* Quoted text
_____

Load required libraries.

library(ggplot2)
library(dplyr)
library(tidyr)
library(purrr)
library(grid)
library(wordbankr)
library(langcog)
theme_set(theme_mikabr())

Load in Wordbank data.

items <- get_item_data() %>%
  filter(type == "word") %>%
  mutate(num_item_id = as.numeric(substr(item_id, 6, nchar(item_id))))

Get vocabulary composition data for all languages.

get_vocab_comp <- function(input_language, input_form) {
  
  lang_vocab_items <- filter(items, language == input_language, form == input_form) %>%
    filter(lexical_category %in% c("nouns", "predicates", "function_words"))

_____

* Collected material
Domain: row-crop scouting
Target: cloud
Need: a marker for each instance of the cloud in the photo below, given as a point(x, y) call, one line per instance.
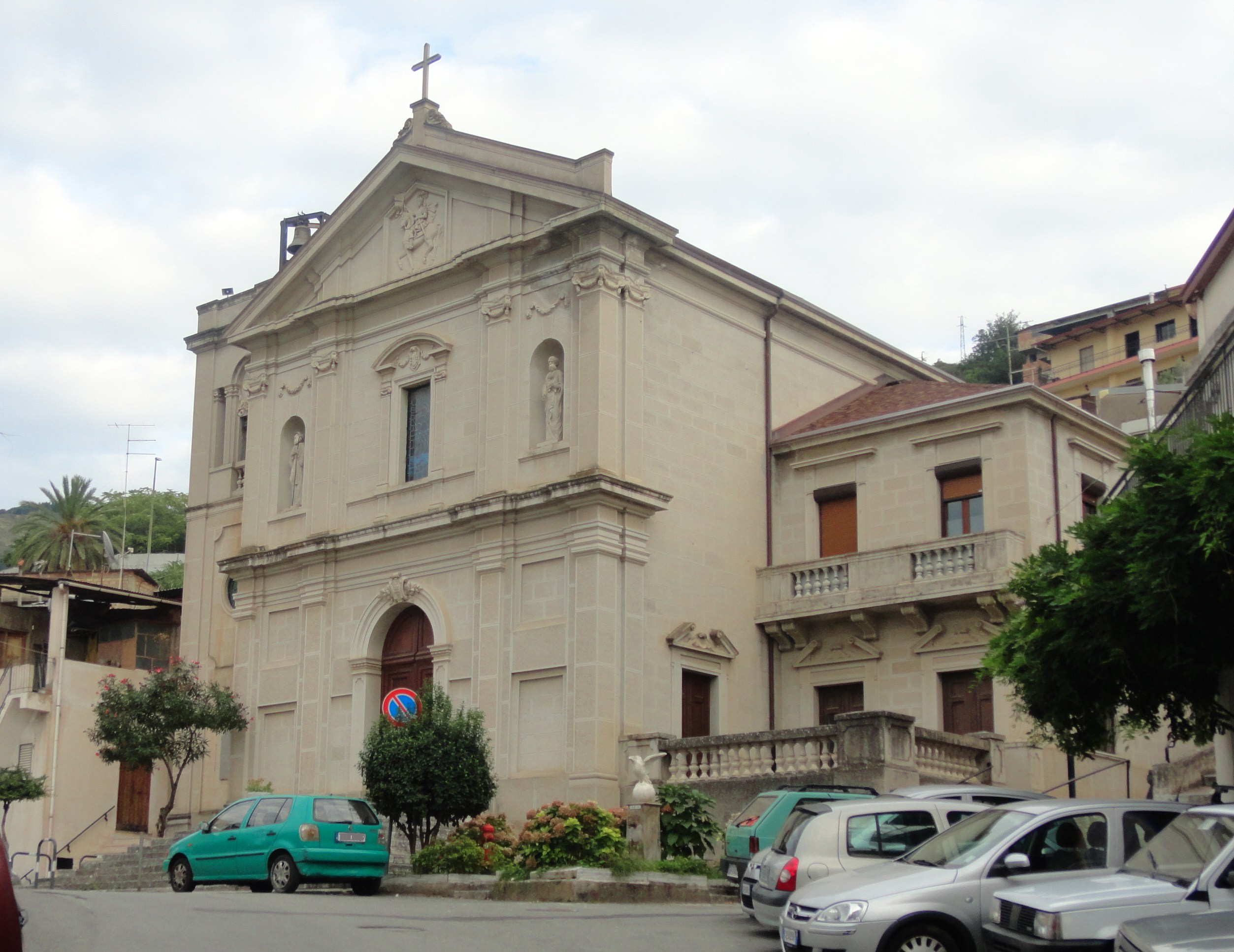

_____

* What to work on
- 1) In the Wordbank R script, which lexical categories does the last filter keep?
- 2) Reproduce the part of the Wordbank R script between "library(langcog)" and "as.numeric(substr(item_id, 6, nchar(item_id))))", inclusive.

* Solutions
- 1) Nouns, predicates, and function_words.

- 2)
library(langcog)
theme_set(theme_mikabr())

Load in Wordbank data.

items <- get_item_data() %>%
  filter(type == "word") %>%
  mutate(num_item_id = as.numeric(substr(item_id, 6, nchar(item_id))))